**Exercise directions:** Pull out every line in the items below that contains the string "platform". Case counts, so only matches with the same capitalization qualify.

[begin Data to process]

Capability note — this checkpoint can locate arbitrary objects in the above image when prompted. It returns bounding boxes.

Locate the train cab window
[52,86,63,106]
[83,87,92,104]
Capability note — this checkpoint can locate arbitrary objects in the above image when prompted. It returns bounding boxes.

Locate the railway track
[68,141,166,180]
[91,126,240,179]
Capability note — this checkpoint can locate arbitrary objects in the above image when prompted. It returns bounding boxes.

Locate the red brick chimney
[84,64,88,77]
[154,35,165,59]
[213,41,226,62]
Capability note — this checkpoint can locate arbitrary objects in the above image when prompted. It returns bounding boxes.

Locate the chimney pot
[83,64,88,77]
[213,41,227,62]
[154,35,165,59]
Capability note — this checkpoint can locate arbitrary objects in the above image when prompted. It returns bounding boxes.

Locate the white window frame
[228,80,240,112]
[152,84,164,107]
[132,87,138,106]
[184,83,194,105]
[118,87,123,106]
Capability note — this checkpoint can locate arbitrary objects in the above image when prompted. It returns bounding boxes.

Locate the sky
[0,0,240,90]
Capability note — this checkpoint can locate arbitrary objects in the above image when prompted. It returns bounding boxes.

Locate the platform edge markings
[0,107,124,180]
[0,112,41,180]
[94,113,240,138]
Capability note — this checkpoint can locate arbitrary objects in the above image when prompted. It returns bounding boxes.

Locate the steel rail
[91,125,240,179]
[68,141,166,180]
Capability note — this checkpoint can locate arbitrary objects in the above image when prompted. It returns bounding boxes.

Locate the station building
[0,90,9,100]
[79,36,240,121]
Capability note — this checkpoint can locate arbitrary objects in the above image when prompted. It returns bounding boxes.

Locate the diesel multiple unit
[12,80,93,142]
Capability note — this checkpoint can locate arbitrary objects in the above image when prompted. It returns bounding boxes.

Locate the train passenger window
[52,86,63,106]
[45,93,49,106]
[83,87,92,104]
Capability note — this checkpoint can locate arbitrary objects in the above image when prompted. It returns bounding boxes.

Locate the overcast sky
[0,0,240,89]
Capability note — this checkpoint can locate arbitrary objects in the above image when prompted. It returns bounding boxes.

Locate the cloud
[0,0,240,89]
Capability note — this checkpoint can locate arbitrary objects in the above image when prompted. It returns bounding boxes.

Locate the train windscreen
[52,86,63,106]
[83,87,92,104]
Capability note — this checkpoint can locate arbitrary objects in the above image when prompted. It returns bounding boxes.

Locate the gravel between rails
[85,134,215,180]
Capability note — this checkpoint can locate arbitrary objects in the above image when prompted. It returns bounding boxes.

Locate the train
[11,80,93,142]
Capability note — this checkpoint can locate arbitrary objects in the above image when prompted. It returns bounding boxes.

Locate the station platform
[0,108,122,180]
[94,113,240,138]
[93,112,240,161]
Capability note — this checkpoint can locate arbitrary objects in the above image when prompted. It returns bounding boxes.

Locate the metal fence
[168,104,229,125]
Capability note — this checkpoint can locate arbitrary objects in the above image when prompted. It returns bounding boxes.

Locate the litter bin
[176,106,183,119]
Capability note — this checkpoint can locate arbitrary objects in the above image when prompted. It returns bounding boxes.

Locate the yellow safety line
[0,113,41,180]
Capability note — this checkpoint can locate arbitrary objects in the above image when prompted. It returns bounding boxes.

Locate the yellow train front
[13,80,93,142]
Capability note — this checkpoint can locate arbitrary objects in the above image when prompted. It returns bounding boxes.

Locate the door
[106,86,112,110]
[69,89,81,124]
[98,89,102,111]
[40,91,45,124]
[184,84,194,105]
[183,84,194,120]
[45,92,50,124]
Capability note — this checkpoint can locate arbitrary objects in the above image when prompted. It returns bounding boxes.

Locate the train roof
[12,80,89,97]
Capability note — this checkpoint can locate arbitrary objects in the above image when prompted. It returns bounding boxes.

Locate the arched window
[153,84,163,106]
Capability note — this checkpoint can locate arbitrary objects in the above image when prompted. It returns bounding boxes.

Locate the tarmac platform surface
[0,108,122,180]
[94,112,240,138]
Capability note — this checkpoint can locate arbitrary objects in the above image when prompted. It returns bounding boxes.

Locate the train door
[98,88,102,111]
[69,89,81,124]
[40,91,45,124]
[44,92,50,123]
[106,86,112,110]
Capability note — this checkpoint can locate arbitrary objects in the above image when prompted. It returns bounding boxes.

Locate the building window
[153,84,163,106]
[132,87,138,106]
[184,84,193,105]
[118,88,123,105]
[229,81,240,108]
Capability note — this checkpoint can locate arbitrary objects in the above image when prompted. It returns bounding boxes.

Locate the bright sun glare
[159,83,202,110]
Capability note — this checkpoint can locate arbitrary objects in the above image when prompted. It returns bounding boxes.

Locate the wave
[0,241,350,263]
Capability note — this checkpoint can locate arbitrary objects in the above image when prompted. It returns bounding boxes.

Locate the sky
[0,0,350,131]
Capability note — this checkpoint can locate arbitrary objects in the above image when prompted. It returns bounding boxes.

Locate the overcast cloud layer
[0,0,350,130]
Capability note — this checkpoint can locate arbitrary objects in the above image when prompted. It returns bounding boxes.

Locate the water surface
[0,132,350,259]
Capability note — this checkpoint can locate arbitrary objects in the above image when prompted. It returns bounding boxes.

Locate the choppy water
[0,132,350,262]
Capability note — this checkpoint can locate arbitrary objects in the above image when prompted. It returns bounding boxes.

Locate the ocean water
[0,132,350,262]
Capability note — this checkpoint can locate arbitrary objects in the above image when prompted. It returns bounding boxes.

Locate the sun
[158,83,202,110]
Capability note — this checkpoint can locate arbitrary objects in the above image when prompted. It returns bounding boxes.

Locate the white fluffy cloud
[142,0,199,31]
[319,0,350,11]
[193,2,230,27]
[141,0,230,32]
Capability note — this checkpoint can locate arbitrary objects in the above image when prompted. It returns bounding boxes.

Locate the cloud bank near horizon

[end Data to process]

**The result:**
Locate the platform edge markings
Locate the station platform
Locate the tarmac platform surface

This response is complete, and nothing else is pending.